Activity – This exercise calls for retyping every line below exactly, with the images omitted.

Data for analysis –
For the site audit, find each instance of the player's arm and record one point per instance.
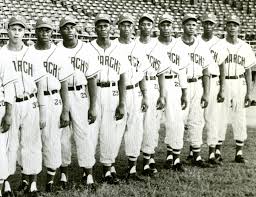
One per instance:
(92, 90)
(143, 89)
(220, 96)
(248, 79)
(64, 117)
(122, 95)
(205, 80)
(42, 102)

Solved exercise –
For the site audit, find each instance of the player's arm and record one point per instance.
One per instance:
(92, 90)
(143, 89)
(220, 96)
(248, 79)
(64, 117)
(122, 95)
(205, 80)
(42, 102)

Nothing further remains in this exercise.